Mercredi, 23 avril 2025-L’Histoire, cette vieille dame au regard inquisiteur, n’oublie rien. Elle scrute, elle enregistre, elle pèse, elle juge. Elle attend de chacun, plus encore des anciens princes, qu’ils sachent sortir de la scène avec dignité, sans troubler l’ordre du monde qu’ils ont, un temps, gouverné. Or, à l’heure où le sang de Goma n’a pas encore séché, où les cris des mères de l’Est résonnent encore dans les collines dévastées, voici que le Président honoraire, entre dans cette ville suppliciée, puis se retire en silence, comme une ombre fuyante, vers les hauteurs lointaines de la Namibie.
D’après nos fins limiers , c’est dans la discrétion du 22 avril que ce retrait a eu lieu, sans discours, sans mot d’adieu, sans éclaircissement. Un silence qui parle, qui interroge, qui dérange. Où est passé ce discours annoncé comme mémorable, cette parole attendue, qui aurait dû faire date ? Elle s’est heurtée, semble-t-il, à la colère sourde du peuple et à la réaction ferme d’un pouvoir qui ne pouvait tolérer que l’on piétine la mémoire des morts au nom de calculs politiques.
Le passage de l’ancien Président à Goma, bien plus qu’un pèlerinage, a ravivé les blessures, accru les suspicions. À peine a-t-il quitté la ville que, comme par un sinistre écho, les armes du M23 résonnaient de nouveau, cette nuit à Kibati village, Miba et Mikimbi, à cent trente kilomètres de Walikale. Coïncidence troublante ?
Dans une précédente lettre ouverte au sénateur à vie j’écrivais en ces termes : « Je vous écris, non pour accuser, mais pour conseiller. Non pour polémiquer, mais pour espérer encore. L’honneur d’un ancien Chef d’État ne réside pas dans l’ombre des collines de l’Est, mais dans la lumière du rôle de sage. » Je ne retire rien à ces mots, même si leur écho fut étouffé par les clameurs d’un entourage plus soucieux de retour hypothétique aux affaires que de rédemption.
══════════════════════════════
● EXERCICES À TRAITER
1. Indiquez si chacune des affirmations suivantes est conforme au texte fourni, en répondant par oui ou par non et en citant à l'identique les mots du texte qui tranchent.
(a) Le retrait du Président honoraire a eu lieu le 22 avril.
(b) Le Président honoraire a prononcé un mot d'adieu avant de partir.
(c) Les armes du M23 ont de nouveau résonné à Kibati village, Miba et Mikimbi.
2. Reproduisez sans aucune modification un passage du texte fourni, en partant des mots « Le passage de » et en vous arrêtant après « que de rédemption. ».
3. Répondez brièvement à ces questions sur le texte fourni.
(a) Vers quel pays le Président honoraire s'est-il retiré ?
(b) À quelle distance de Walikale se trouvent les lieux où les armes du M23 ont résonné ?
(c) À qui la précédente lettre ouverte était-elle adressée ?
Les entrées qui suivent n'ont aucun rôle ici.

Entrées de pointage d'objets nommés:
══════════════════════════════
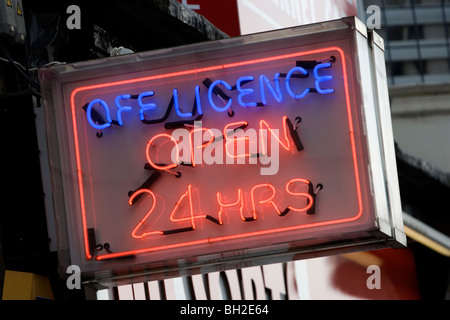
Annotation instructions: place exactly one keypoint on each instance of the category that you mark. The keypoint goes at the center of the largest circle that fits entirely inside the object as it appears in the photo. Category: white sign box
(262, 148)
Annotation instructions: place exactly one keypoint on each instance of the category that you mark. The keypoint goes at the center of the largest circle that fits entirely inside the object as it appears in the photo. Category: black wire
(30, 81)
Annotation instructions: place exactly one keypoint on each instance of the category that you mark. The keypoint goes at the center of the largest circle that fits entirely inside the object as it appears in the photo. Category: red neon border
(223, 238)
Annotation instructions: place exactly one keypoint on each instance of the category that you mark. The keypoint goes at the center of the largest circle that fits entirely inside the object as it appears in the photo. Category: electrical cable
(22, 72)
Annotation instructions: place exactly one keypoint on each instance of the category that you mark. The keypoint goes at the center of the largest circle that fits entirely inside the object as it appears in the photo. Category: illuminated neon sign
(98, 123)
(183, 159)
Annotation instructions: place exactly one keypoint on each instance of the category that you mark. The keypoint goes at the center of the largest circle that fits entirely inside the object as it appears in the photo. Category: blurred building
(417, 43)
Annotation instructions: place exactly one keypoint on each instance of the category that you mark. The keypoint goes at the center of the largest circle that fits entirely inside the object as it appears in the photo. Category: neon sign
(181, 159)
(97, 122)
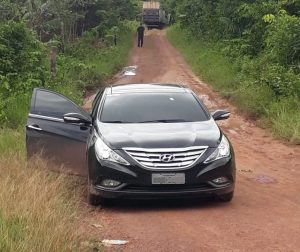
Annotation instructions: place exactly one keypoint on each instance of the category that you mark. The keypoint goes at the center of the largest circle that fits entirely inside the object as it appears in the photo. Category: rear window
(143, 108)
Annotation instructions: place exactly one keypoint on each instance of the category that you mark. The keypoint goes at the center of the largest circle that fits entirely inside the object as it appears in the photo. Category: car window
(152, 107)
(52, 104)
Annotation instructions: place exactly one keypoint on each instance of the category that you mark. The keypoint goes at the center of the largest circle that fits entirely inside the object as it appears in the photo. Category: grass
(38, 207)
(258, 101)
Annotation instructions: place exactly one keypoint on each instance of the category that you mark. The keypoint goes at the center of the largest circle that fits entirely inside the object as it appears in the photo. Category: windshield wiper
(165, 121)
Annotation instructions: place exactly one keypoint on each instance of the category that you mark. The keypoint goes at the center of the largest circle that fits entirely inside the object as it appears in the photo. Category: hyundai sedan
(139, 141)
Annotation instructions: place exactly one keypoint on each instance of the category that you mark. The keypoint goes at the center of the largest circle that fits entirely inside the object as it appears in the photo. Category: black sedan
(140, 141)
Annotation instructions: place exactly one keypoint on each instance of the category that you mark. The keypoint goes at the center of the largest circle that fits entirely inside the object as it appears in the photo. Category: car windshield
(152, 108)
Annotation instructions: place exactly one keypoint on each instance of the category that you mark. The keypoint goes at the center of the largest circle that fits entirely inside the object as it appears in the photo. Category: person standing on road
(140, 32)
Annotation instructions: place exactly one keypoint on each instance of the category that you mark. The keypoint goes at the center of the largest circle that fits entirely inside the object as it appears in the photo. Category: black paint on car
(139, 141)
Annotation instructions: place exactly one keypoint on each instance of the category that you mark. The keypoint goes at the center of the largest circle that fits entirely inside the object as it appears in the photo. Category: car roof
(146, 88)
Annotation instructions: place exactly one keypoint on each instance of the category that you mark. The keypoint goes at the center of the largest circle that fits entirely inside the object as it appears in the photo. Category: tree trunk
(53, 55)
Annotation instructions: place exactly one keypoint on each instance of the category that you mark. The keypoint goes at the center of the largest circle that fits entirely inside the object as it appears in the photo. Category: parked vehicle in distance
(140, 141)
(153, 15)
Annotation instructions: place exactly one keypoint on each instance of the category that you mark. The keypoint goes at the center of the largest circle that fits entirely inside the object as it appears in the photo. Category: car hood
(160, 135)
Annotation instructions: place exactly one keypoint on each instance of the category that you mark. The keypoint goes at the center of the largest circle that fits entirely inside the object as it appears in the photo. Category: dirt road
(265, 212)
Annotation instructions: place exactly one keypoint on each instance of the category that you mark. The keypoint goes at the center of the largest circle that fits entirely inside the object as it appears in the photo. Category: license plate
(168, 178)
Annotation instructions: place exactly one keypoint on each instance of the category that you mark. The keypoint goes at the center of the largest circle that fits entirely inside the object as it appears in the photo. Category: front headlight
(103, 152)
(222, 151)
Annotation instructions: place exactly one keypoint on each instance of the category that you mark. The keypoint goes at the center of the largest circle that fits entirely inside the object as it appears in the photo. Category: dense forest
(257, 47)
(37, 207)
(79, 36)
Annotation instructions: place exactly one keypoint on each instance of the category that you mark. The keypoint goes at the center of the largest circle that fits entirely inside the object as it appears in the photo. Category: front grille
(167, 187)
(176, 158)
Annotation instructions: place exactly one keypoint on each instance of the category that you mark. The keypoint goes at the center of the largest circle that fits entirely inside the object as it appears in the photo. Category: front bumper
(153, 193)
(137, 181)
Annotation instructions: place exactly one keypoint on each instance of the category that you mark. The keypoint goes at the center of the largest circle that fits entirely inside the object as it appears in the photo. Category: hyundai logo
(167, 158)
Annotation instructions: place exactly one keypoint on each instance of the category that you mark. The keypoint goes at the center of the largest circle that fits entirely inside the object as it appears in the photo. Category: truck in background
(153, 15)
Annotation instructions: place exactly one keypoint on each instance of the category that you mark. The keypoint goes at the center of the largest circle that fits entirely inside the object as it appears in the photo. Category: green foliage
(283, 40)
(266, 91)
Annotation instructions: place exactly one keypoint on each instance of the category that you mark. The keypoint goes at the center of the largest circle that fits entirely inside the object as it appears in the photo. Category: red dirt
(265, 212)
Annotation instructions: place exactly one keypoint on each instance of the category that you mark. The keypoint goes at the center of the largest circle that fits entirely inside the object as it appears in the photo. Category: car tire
(226, 197)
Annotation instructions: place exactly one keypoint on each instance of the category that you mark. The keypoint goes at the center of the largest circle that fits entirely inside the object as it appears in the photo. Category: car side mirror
(77, 118)
(221, 115)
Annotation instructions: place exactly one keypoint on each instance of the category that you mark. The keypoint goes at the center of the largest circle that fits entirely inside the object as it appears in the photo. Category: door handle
(34, 127)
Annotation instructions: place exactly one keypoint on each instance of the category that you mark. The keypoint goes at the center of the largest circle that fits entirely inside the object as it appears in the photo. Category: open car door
(54, 133)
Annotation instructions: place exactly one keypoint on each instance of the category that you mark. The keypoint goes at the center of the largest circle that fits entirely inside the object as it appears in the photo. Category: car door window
(47, 103)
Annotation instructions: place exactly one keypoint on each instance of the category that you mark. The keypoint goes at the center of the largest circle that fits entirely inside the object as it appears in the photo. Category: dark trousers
(140, 41)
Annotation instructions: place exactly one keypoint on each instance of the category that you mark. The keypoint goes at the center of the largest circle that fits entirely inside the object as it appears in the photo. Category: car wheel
(226, 197)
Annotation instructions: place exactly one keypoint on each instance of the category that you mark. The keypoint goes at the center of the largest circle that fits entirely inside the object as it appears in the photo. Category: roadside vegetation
(249, 52)
(89, 42)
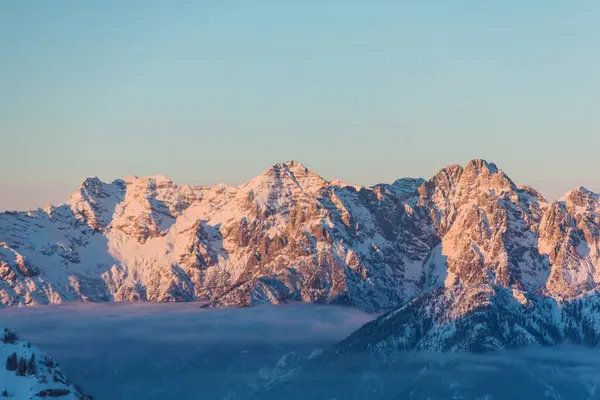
══════════════════════════════
● RÉPONSES DANS L'ORDRE
1.
(a) Oui : « c’est dans la discrétion du 22 avril que ce retrait a eu lieu »
(b) Non : « sans discours, sans mot d’adieu, sans éclaircissement »
(c) Oui : « les armes du M23 résonnaient de nouveau, cette nuit à Kibati village, Miba et Mikimbi »

2.
Le passage de l’ancien Président à Goma, bien plus qu’un pèlerinage, a ravivé les blessures, accru les suspicions. À peine a-t-il quitté la ville que, comme par un sinistre écho, les armes du M23 résonnaient de nouveau, cette nuit à Kibati village, Miba et Mikimbi, à cent trente kilomètres de Walikale. Coïncidence troublante ?
Dans une précédente lettre ouverte au sénateur à vie j’écrivais en ces termes : « Je vous écris, non pour accuser, mais pour conseiller. Non pour polémiquer, mais pour espérer encore. L’honneur d’un ancien Chef d’État ne réside pas dans l’ombre des collines de l’Est, mais dans la lumière du rôle de sage. » Je ne retire rien à ces mots, même si leur écho fut étouffé par les clameurs d’un entourage plus soucieux de retour hypothétique aux affaires que de rédemption.

3.
(a) Vers la Namibie.
(b) À cent trente kilomètres.
(c) Au sénateur à vie.